Excerpt to read -
►

Play is awesome. A Google search will give you a plethora of information about play’s useful properties, both for children and adults. I believe in this research but I’m also a big proponent of play simply for the sake it. That’s why kids do it, right? Kids aren’t thinking, “this activity will help boost my creativity and bring me closer to the state of flow as described by Mihaly Czikszentmihalyi, thus making me more productive at work.” Kids do what feels good.
Recently, Chris and I were waiting to enter TEKNOPOLIS, an exhibit of interactive art and technology at the Brooklyn Academy of Music. Most of the patrons were moms and dads with children under 8 (the exhibit was listed as for ages 6 to adult). The line was a bouncing, waving, whining stream of child energy.

◄

Given problem -
Where was the TEKNOPOLIS exhibit held, according to the passage about play? The listing that comes next has no connection to the passage about play.

Extracted records -
►

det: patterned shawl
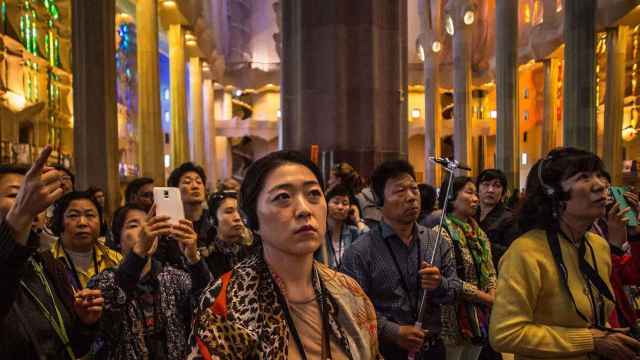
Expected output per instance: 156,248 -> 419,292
187,251 -> 381,360
445,214 -> 494,289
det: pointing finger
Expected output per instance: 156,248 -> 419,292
25,145 -> 53,179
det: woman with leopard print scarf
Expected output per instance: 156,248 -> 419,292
188,151 -> 381,360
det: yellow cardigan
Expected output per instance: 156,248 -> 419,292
489,230 -> 614,360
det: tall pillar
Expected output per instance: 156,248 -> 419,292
422,0 -> 442,186
202,79 -> 218,189
189,57 -> 204,165
446,0 -> 477,170
167,24 -> 189,168
541,58 -> 558,156
562,0 -> 598,153
496,0 -> 520,189
281,0 -> 408,176
136,0 -> 164,184
602,26 -> 628,185
72,0 -> 120,212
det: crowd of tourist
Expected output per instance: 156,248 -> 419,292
0,147 -> 640,360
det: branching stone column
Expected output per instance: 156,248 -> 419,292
563,0 -> 598,153
602,26 -> 628,184
72,0 -> 120,211
496,0 -> 520,189
422,0 -> 442,186
542,58 -> 558,156
445,0 -> 476,170
281,0 -> 408,176
189,57 -> 205,165
168,24 -> 189,168
136,0 -> 164,184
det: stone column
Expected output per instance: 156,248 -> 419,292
281,0 -> 408,176
189,57 -> 205,165
541,58 -> 558,156
446,0 -> 477,171
422,0 -> 442,186
496,0 -> 520,189
167,24 -> 189,168
562,0 -> 597,153
72,0 -> 120,212
602,26 -> 628,184
202,79 -> 218,190
136,0 -> 164,184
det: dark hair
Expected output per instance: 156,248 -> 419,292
518,147 -> 604,233
51,191 -> 104,236
0,164 -> 29,179
111,204 -> 147,247
167,161 -> 207,187
207,190 -> 238,227
476,169 -> 507,191
239,150 -> 324,230
124,177 -> 153,204
87,186 -> 105,196
418,184 -> 437,217
53,164 -> 76,188
371,160 -> 416,206
324,183 -> 353,202
438,176 -> 475,214
333,162 -> 364,194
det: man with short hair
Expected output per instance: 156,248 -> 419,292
155,162 -> 213,267
0,146 -> 104,360
124,177 -> 153,212
476,169 -> 517,270
339,160 -> 462,359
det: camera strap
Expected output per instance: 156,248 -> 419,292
546,229 -> 617,329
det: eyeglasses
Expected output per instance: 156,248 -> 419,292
209,190 -> 238,204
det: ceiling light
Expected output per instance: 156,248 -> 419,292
431,41 -> 442,54
464,10 -> 476,25
444,16 -> 454,36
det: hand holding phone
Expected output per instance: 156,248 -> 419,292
153,187 -> 184,225
609,186 -> 639,227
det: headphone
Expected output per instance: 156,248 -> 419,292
538,155 -> 567,217
207,190 -> 249,231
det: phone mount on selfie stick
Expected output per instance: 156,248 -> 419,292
408,156 -> 471,360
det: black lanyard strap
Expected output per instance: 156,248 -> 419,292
377,224 -> 422,319
546,229 -> 617,328
273,267 -> 333,360
58,239 -> 100,290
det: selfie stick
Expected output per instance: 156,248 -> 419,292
407,156 -> 471,360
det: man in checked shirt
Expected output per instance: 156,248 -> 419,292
340,160 -> 462,359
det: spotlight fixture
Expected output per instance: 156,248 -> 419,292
431,40 -> 442,54
464,10 -> 476,25
444,16 -> 455,36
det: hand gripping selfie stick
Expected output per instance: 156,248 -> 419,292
408,156 -> 471,360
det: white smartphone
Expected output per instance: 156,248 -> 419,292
153,187 -> 184,224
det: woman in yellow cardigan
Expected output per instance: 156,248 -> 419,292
490,148 -> 640,360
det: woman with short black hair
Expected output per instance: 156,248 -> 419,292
89,204 -> 211,360
490,148 -> 640,360
188,151 -> 379,359
434,176 -> 496,360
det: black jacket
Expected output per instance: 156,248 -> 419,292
476,203 -> 518,270
0,221 -> 94,359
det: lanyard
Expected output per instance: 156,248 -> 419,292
20,259 -> 76,359
58,239 -> 100,290
273,267 -> 333,360
328,228 -> 343,269
378,224 -> 422,318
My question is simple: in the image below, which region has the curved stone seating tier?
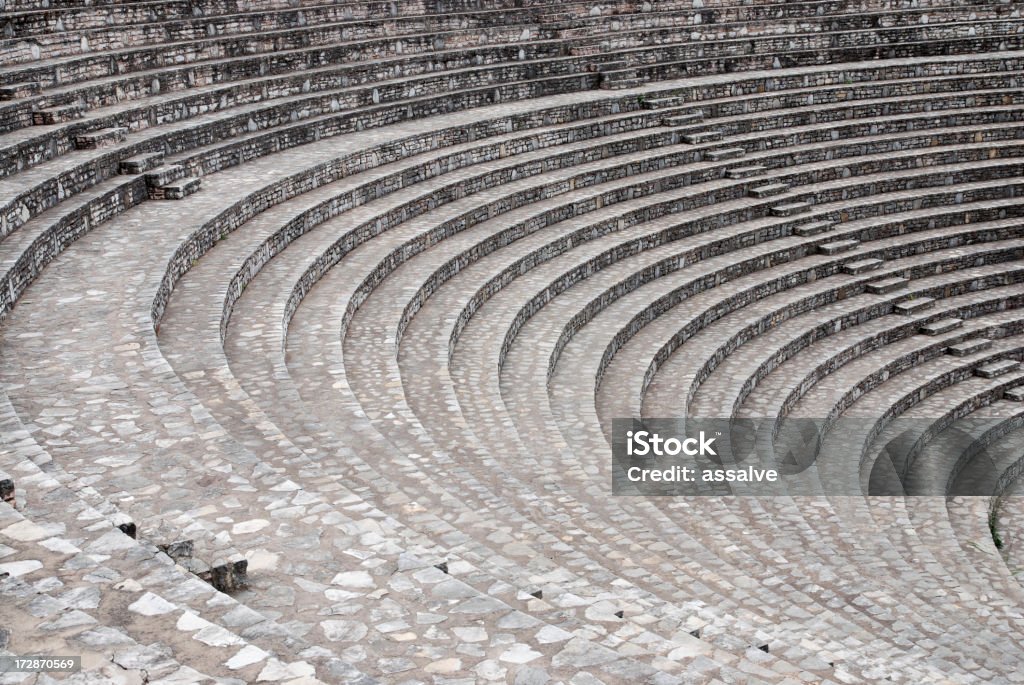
[440,206,1024,667]
[0,53,1000,301]
[0,3,538,63]
[146,87,1015,679]
[134,93,1024,675]
[0,0,1024,685]
[0,89,827,679]
[222,121,1024,671]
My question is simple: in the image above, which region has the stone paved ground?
[0,0,1024,685]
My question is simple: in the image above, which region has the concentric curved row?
[0,2,1024,685]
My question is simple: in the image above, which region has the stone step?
[641,95,686,110]
[1002,385,1024,402]
[0,471,14,507]
[793,221,836,238]
[32,104,85,126]
[705,147,746,162]
[771,201,811,216]
[150,176,203,200]
[974,359,1021,378]
[683,129,722,145]
[818,238,860,255]
[864,275,910,295]
[662,111,703,126]
[918,316,964,336]
[0,81,42,100]
[75,126,128,149]
[746,183,790,198]
[893,297,935,314]
[145,164,187,188]
[946,338,992,356]
[118,153,164,174]
[843,257,885,275]
[600,78,643,90]
[725,164,768,179]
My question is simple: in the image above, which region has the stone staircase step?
[893,297,935,314]
[662,110,703,126]
[918,316,964,336]
[725,164,768,179]
[600,78,643,90]
[75,126,128,149]
[1002,385,1024,402]
[32,104,85,126]
[150,176,203,200]
[0,81,42,100]
[0,471,15,507]
[683,129,722,145]
[118,153,164,174]
[641,95,686,110]
[946,338,992,356]
[793,221,836,238]
[864,275,910,295]
[705,147,746,162]
[843,257,885,275]
[746,183,790,198]
[145,164,188,188]
[818,238,860,255]
[771,201,811,216]
[974,359,1021,378]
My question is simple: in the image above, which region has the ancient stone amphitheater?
[0,0,1024,685]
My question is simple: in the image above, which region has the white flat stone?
[193,625,244,647]
[231,518,270,536]
[321,620,370,642]
[0,559,43,577]
[423,657,462,675]
[498,642,543,663]
[331,571,377,590]
[224,645,269,671]
[175,611,213,633]
[0,520,50,543]
[537,626,572,645]
[128,592,177,616]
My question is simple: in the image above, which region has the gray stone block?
[974,359,1021,378]
[946,338,992,356]
[843,257,884,275]
[864,275,910,292]
[918,316,964,336]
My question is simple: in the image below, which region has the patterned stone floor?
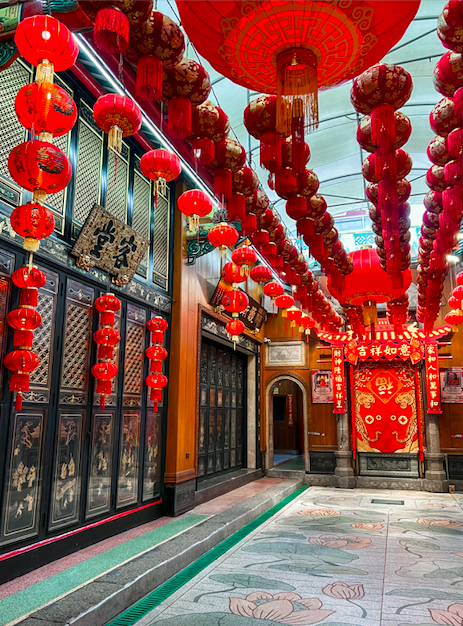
[137,487,463,626]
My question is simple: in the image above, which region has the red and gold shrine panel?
[354,361,418,453]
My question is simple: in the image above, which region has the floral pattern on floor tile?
[143,488,463,626]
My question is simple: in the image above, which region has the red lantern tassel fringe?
[135,54,163,102]
[214,167,232,200]
[168,96,191,139]
[192,137,215,165]
[93,7,130,54]
[260,130,282,172]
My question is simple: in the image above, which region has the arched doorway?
[266,374,309,472]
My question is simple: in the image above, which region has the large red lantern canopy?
[177,0,420,140]
[327,248,412,325]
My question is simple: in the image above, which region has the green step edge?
[107,486,308,626]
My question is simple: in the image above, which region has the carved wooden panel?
[0,411,46,543]
[23,267,59,403]
[123,304,146,406]
[60,280,94,405]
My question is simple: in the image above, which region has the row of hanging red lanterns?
[4,15,78,410]
[417,1,463,332]
[351,64,413,285]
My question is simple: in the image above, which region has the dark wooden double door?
[0,249,163,552]
[198,339,247,480]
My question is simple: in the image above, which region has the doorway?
[271,379,304,470]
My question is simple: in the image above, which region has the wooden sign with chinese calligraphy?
[211,279,265,333]
[72,204,149,285]
[333,346,346,413]
[425,343,442,414]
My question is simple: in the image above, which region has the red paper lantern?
[221,289,249,317]
[10,202,55,252]
[3,350,40,411]
[188,100,230,165]
[93,93,142,152]
[264,280,285,302]
[11,265,47,289]
[207,222,239,253]
[222,263,246,287]
[124,11,185,102]
[146,317,169,343]
[146,373,168,412]
[140,150,182,202]
[177,189,215,232]
[275,294,294,317]
[177,0,419,136]
[249,265,274,282]
[14,82,77,142]
[15,15,79,82]
[162,59,212,139]
[8,140,72,201]
[225,320,244,348]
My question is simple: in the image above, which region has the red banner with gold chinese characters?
[354,361,418,453]
[425,343,442,413]
[332,346,346,413]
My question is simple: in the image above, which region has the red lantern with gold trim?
[14,82,77,142]
[93,93,142,152]
[14,15,79,82]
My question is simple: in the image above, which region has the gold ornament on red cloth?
[92,293,121,409]
[162,59,212,139]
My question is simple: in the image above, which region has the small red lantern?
[92,361,119,409]
[14,15,79,82]
[10,202,55,252]
[222,263,246,288]
[249,265,274,282]
[231,246,257,276]
[222,289,249,317]
[207,222,239,255]
[146,373,168,412]
[275,294,294,317]
[3,350,40,411]
[264,280,285,302]
[93,93,142,152]
[225,320,244,348]
[8,140,72,201]
[162,59,212,139]
[146,317,169,343]
[14,82,77,143]
[11,265,47,289]
[177,189,213,232]
[140,150,182,201]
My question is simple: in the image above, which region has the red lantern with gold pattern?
[10,202,55,252]
[14,82,77,142]
[221,289,249,317]
[124,11,185,102]
[207,222,239,253]
[140,150,182,204]
[93,93,142,152]
[8,140,72,202]
[225,320,244,348]
[188,100,230,165]
[177,189,214,232]
[162,59,212,139]
[14,15,79,82]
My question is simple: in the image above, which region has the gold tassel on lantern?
[35,59,54,83]
[108,126,122,154]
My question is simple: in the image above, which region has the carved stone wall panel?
[266,341,306,367]
[60,280,95,405]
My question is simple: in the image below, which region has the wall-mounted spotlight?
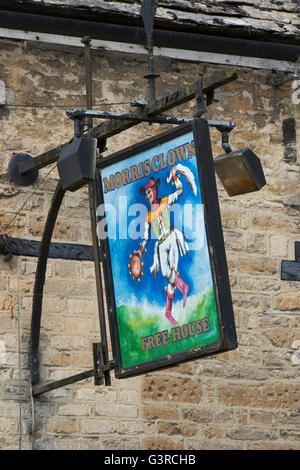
[214,127,266,196]
[57,137,97,191]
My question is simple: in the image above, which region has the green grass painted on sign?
[117,287,219,368]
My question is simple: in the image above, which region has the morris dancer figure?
[138,164,197,325]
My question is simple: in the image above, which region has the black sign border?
[97,118,238,379]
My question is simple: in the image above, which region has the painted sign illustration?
[98,121,237,378]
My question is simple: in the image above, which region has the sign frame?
[97,118,238,379]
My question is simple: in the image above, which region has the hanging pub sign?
[97,119,237,378]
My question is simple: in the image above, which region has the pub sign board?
[97,119,237,378]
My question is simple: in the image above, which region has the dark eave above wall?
[0,10,300,66]
[0,0,300,45]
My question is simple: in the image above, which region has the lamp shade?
[57,137,97,191]
[214,148,266,196]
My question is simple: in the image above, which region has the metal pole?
[82,37,111,385]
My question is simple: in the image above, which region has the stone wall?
[0,36,300,450]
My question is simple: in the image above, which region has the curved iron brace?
[30,182,65,384]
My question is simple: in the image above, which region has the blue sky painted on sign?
[102,133,212,309]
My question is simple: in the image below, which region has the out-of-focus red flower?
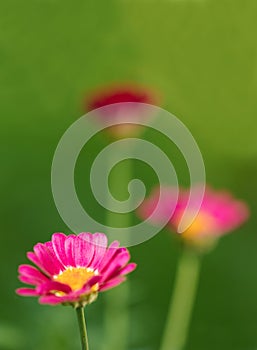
[85,84,158,138]
[138,187,249,246]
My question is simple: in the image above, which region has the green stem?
[161,248,200,350]
[102,149,132,350]
[76,306,89,350]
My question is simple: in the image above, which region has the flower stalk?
[161,247,201,350]
[76,306,89,350]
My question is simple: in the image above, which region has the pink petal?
[34,243,63,276]
[52,233,70,267]
[74,232,94,267]
[16,288,39,297]
[119,263,137,275]
[65,235,77,267]
[79,233,108,269]
[36,281,72,294]
[18,265,49,285]
[98,241,121,273]
[39,295,74,305]
[99,277,126,292]
[102,248,130,281]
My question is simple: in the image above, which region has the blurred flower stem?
[161,247,200,350]
[102,148,133,350]
[76,306,89,350]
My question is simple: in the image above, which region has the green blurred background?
[0,0,257,350]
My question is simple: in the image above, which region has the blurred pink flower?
[85,84,158,137]
[16,232,136,307]
[138,187,249,245]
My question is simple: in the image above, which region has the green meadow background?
[0,0,257,350]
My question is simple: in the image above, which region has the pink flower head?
[85,84,157,137]
[138,187,249,245]
[16,232,136,307]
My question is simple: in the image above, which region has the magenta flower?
[85,84,158,138]
[16,232,136,307]
[138,187,249,244]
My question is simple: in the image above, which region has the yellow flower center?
[182,213,215,239]
[54,267,98,294]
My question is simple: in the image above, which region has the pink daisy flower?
[85,84,158,138]
[16,232,136,307]
[138,187,249,245]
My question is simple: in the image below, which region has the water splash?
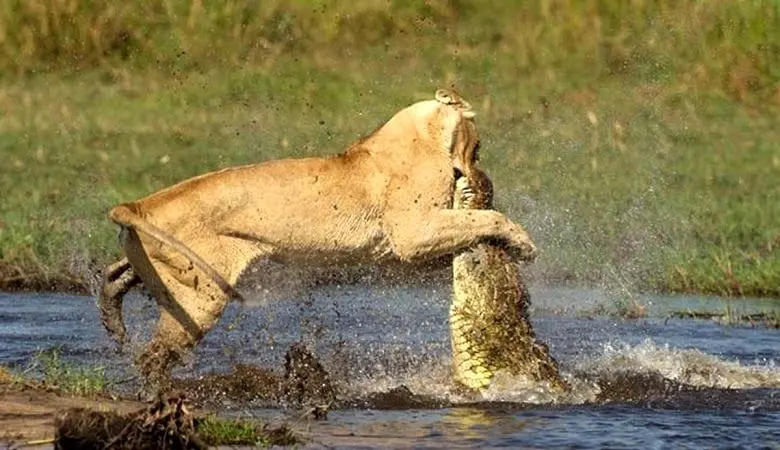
[577,339,780,389]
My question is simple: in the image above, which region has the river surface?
[0,286,780,449]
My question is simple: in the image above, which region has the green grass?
[195,416,300,448]
[0,0,780,297]
[14,348,108,396]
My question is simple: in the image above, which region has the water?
[0,286,780,449]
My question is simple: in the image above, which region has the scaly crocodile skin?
[450,170,568,391]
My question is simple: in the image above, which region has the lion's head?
[368,89,479,178]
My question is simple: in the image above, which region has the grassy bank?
[0,0,780,296]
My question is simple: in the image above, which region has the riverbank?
[0,0,780,297]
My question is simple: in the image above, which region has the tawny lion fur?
[99,90,536,387]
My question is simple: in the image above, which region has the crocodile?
[449,168,569,392]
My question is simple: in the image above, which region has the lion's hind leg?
[98,258,141,345]
[136,263,229,390]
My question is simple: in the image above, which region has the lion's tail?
[108,204,243,300]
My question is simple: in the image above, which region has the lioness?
[99,90,536,388]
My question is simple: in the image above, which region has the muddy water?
[0,287,780,448]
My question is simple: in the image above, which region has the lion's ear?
[435,89,463,105]
[435,89,476,119]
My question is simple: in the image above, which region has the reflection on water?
[0,287,780,448]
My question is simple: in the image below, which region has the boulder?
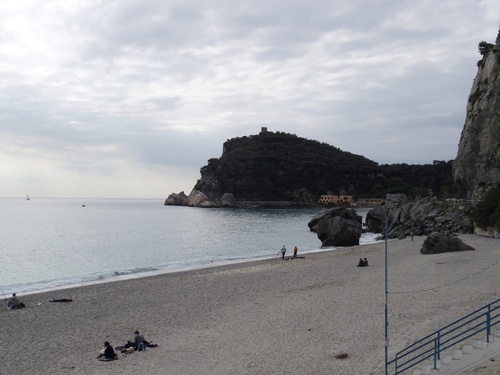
[420,232,474,254]
[307,207,363,247]
[187,189,217,208]
[365,194,474,239]
[220,193,236,207]
[165,191,188,206]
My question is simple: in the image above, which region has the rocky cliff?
[453,33,500,199]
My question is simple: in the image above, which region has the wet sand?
[0,235,500,375]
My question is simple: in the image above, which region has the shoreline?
[0,235,500,375]
[2,233,381,298]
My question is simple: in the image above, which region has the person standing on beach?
[281,245,286,259]
[7,293,25,310]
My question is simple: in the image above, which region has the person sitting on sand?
[97,341,118,361]
[7,293,26,310]
[280,245,286,259]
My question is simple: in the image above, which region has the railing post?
[434,331,441,369]
[437,330,441,359]
[486,304,491,343]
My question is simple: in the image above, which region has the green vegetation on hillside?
[195,132,455,201]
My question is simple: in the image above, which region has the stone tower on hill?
[453,31,500,199]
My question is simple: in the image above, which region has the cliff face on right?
[453,32,500,199]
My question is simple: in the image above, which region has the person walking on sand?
[281,245,286,259]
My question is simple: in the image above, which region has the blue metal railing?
[386,299,500,375]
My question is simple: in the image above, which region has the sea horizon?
[0,197,377,297]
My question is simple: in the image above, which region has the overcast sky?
[0,0,500,199]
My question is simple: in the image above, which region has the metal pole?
[384,207,389,375]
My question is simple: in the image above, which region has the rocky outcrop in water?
[165,189,216,208]
[165,191,187,206]
[453,33,500,199]
[307,207,363,247]
[365,194,474,239]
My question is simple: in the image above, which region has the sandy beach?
[0,235,500,375]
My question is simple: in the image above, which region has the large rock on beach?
[307,207,363,247]
[365,194,474,239]
[420,232,474,254]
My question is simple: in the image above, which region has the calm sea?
[0,198,374,295]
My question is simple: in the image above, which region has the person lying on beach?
[7,293,26,310]
[116,331,158,353]
[134,331,158,351]
[97,341,118,361]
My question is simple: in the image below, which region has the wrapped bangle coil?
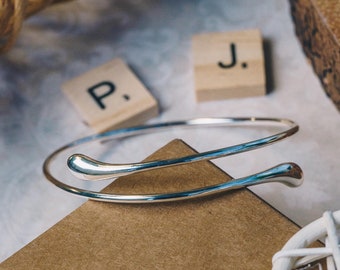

◄

Finished task -
At the Brooklyn Academy of Music.